= Beginning of Section =

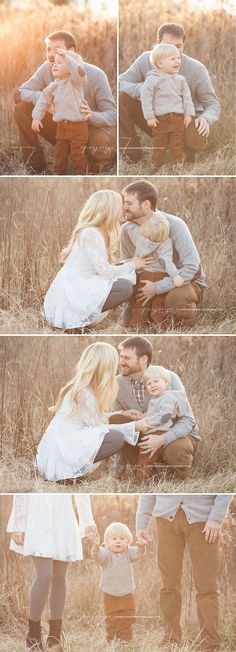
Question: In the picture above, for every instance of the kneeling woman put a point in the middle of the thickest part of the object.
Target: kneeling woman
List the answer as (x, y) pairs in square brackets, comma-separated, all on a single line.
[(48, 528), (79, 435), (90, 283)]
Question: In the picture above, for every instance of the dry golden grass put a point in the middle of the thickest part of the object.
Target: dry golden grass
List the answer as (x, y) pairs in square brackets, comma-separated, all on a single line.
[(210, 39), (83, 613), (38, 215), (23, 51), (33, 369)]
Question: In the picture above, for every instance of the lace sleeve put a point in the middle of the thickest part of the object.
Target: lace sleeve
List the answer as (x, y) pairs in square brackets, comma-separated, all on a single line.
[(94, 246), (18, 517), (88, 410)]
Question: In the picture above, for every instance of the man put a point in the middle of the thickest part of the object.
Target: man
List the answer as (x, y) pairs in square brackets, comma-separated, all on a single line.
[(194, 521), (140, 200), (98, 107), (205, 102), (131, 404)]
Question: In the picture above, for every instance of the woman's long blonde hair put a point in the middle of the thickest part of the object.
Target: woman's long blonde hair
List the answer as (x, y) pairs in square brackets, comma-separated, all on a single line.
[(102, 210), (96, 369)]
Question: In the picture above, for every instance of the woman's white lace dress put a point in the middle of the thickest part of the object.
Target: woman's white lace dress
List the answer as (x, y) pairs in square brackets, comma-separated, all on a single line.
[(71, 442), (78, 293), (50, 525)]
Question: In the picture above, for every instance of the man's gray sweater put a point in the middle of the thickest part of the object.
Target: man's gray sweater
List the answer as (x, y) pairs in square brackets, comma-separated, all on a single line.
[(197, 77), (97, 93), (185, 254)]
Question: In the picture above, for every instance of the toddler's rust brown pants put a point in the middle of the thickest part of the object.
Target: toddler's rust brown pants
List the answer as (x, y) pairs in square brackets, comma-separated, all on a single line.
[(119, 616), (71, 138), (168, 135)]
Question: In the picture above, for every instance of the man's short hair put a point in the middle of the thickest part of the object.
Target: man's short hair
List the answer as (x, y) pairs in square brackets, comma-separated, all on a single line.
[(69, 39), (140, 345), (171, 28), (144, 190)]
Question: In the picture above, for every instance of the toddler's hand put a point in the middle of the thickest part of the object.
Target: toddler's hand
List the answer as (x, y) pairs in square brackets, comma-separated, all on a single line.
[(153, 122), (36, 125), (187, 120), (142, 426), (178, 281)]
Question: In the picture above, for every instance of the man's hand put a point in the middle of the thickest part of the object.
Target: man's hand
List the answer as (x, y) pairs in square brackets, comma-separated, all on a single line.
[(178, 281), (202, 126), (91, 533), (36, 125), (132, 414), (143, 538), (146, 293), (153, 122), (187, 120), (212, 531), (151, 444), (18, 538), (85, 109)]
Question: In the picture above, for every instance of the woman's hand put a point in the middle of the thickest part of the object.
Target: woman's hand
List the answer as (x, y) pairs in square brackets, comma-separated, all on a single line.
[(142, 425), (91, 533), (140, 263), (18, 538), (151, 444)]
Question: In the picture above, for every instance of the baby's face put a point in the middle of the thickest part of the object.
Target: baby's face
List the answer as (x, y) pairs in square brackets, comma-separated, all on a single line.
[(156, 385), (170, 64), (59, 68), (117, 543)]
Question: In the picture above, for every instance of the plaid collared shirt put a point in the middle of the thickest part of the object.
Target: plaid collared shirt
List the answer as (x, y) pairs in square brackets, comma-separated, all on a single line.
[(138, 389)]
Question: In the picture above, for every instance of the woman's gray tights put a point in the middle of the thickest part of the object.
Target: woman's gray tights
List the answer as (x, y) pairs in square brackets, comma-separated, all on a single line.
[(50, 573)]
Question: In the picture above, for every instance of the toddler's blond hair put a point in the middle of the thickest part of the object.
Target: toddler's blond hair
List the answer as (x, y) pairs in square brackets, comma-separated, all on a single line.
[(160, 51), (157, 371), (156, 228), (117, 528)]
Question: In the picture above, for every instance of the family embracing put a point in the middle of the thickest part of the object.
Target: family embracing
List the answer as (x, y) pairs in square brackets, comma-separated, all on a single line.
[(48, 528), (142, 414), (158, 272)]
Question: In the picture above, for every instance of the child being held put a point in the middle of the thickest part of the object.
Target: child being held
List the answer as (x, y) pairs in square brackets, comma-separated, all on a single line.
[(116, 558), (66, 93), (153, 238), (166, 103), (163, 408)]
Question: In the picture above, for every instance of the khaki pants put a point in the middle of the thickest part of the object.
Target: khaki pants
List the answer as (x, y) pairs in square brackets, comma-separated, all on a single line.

= End of Section =

EXERCISE DIRECTIONS: Copy each line of the material above exactly, but not the images.

WRITTEN SOLUTION:
Question: In the picture above, for every instance of the kneeling woman put a point in the middle of the thickest part of the object.
Target: kneeling woman
List the answer as (x, y) pairs in square brackets, comma-separated, all on a single line.
[(48, 528), (79, 435), (90, 283)]
Question: In the picture above, for every instance of the dry golden grass put a point in the middle of the thickest part of the object.
Target: dry golden grass
List the answer as (x, y) pairs in square brackets, comma-separated, all on a single line.
[(210, 39), (83, 613), (38, 215), (23, 51), (33, 369)]
Question: In the picture above, for every instance of the lace sleeve put a point in the middle of the thickest part of the object.
Target: lace sleeve
List the answer as (x, y) pairs in square brackets, comma-separated, all on a single line.
[(94, 246), (18, 517), (88, 410)]
Question: In the picture above, for every instance of the man put a point in the middle of the thickest part of the object.
Target: man
List the answer as (x, y) pairs in square brackets, comma-separated, all on a single line.
[(194, 521), (140, 200), (98, 107), (205, 102), (131, 404)]
Question: In the picture above, for every instance of the woman's long blonde hair put a point in the middle of the thickest part of the object.
Target: woman's long blonde hair
List the answer as (x, y) pairs in square brackets, comma-separated, all on a single line.
[(102, 210), (96, 369)]
Question: In the picture above, for every instance of the woman's white lace dress put a point in the middle of the thickest part of the object.
Target: woman's white lace dress
List the answer as (x, y) pairs in square brackets, comma-separated, all on a single line.
[(71, 442), (78, 293), (50, 525)]
Question: In the picture above, for every instance of the man's gray sweater put a point in the middle of the thickest part of the object.
Target: man's gray sweater
List the answer as (x, y) pairs in square brackets, comma-separated, all on a single line.
[(197, 77), (97, 93), (185, 254)]
Question: In the picture above, for every instance of the toddler's rust brown pants put a point in the middle of the thickest part of the object.
Target: toddler's rust brown pants
List the answer as (x, y) pairs in square brackets, comma-separated, all on a single line.
[(119, 616), (71, 138), (168, 135)]
Question: In the picture above, for every instance of the man's short hair put a point in the middle of the thickest part of the object.
Target: man's short hair
List the answer as (x, y) pairs in square brackets, comma-separated, all on a single line.
[(69, 39), (140, 345), (171, 28), (144, 190)]
Question: In the picture above, for every instance of the toddler's hand put a point in the middle of the thickest part of the object.
Target: toddler's hand
List the answer as (x, y) pairs in square brackets, comma-separated, all on a single line.
[(153, 122), (36, 125), (187, 120), (142, 426), (178, 281)]
Question: In the picture above, for every instance of the man's hand put a point in the middle of the thickest part of the object.
Target: man's hand
List the answer as (x, y) pairs in square brackets, comma-separated, all on a single line.
[(178, 281), (202, 126), (91, 533), (36, 125), (132, 414), (143, 538), (146, 293), (153, 122), (187, 120), (212, 531), (151, 444), (18, 538), (85, 109)]
Question: In the picture above, for every instance of the woman's hand put a point in the middle of the thickest part of the object.
Target: woman's hand
List the answer as (x, y) pairs in square brackets, comma-separated, all on a single line.
[(142, 425), (91, 533), (140, 263), (18, 538), (151, 444)]
Question: In the picture above, for every instance of the baby's face put a point in the middle of the thickest part of the object.
Target: baby's face
List the answer as (x, y) pairs in square brackets, comma-separated, all on a single line.
[(156, 385), (170, 64), (59, 68), (117, 543)]
Question: In the picture above, for every instance of the plaid collared shirt put a point in the middle of the thickest part of the object.
Target: plaid collared shirt
List the answer as (x, y) pairs in square brackets, comma-separated, all on a single line.
[(138, 389)]
Question: In the picture above, for every instance of the woman's gray tights put a point in the middle of the thickest part of the object.
Target: woman's gray tights
List the answer as (x, y) pairs in square brackets, comma-separated, all on a single line.
[(50, 573)]
Question: In the picture above, for every instance of the toddler's blond hair put a point in the middle of the thickest part of the object.
Target: toddler's blond hair
List the answer as (x, y) pairs in square brackets, comma-separated, all on a single line.
[(160, 51), (157, 371), (156, 228), (117, 528)]
Question: In the picture above, for every instance of the family embracing put a point in the middle of the thickest part of the object.
Target: family embracing
List the answer as (x, y) pairs in square brackets, comma-separated, all on a single line.
[(48, 528), (142, 414), (158, 272)]
Question: In the picture above, for every instance of the child being held put a point in the middle of the thickest part of the object.
Target: child being held
List the answer as (x, y) pairs in square brackets, comma-separated, all on a single line.
[(116, 558), (66, 93), (153, 238), (166, 103), (163, 408)]
Question: In the picture above, for every instance of the khaki pants put a point in the middle of the thickest part of the object.
Target: khaki pants
List the answer as (x, y) pairs in square brackets, comma-separated, all on a single line.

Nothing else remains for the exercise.